• Task instructions
Among the entries that follow, find the lines holding "below" and say how many there are, with no other words.

*** Given records ***

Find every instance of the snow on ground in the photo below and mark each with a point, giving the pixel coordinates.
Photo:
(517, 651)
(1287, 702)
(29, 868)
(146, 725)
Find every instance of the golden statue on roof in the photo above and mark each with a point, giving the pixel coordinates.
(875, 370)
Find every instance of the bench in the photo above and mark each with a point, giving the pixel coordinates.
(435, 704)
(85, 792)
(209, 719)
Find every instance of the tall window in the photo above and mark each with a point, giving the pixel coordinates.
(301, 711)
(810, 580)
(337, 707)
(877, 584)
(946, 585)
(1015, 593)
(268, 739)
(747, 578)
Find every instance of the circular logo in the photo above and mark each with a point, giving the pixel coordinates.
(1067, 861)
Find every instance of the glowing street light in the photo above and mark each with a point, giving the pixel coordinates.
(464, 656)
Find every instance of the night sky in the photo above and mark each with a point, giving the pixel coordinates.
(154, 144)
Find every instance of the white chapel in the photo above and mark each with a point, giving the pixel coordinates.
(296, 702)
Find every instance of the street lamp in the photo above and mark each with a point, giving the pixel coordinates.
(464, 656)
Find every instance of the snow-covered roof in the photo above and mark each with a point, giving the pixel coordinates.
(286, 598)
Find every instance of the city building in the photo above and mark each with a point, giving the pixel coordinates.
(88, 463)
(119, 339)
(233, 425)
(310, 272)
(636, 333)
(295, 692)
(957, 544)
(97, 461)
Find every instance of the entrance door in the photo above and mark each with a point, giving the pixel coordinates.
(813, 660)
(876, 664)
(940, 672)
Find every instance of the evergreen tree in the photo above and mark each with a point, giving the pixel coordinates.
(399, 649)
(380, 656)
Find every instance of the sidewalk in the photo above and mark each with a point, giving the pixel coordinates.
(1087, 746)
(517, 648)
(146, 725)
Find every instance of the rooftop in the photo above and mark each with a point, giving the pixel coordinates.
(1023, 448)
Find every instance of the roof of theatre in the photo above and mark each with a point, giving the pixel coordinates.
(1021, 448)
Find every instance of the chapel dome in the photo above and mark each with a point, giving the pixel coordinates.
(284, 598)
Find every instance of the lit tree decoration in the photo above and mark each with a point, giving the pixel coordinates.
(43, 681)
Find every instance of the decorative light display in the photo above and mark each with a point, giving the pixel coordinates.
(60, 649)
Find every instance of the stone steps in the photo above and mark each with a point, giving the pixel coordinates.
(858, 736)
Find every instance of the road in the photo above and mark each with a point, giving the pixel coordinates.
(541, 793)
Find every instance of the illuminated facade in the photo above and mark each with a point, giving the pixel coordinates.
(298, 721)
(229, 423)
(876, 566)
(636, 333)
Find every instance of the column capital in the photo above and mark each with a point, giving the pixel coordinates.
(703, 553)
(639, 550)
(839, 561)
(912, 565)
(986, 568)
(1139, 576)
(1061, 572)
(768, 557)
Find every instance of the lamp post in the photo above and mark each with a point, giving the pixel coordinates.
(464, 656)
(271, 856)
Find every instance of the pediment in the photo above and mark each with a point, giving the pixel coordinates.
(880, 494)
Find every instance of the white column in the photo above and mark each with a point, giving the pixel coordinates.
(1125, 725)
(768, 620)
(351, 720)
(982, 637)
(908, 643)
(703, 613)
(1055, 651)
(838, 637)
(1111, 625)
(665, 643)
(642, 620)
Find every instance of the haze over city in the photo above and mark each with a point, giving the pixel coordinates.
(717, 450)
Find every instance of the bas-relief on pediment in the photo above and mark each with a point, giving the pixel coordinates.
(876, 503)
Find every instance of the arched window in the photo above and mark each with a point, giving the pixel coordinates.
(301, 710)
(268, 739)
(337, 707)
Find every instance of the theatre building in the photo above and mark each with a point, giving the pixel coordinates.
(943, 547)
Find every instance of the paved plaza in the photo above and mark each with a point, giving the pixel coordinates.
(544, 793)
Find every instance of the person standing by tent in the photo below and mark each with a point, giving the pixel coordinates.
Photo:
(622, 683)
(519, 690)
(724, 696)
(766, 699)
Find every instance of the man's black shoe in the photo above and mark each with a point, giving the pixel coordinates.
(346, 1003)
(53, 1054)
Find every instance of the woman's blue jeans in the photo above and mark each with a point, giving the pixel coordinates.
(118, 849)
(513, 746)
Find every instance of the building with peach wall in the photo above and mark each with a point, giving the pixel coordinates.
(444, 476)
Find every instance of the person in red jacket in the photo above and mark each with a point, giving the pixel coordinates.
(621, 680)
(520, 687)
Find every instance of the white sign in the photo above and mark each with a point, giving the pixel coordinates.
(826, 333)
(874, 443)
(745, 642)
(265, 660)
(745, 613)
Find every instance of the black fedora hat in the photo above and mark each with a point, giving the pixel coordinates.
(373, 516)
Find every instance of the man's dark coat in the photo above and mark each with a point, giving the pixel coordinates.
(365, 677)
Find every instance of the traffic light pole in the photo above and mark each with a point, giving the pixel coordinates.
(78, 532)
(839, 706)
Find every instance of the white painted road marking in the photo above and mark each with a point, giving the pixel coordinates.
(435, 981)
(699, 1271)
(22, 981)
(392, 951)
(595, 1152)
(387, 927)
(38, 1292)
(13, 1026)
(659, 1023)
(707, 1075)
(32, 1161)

***

• Task output
2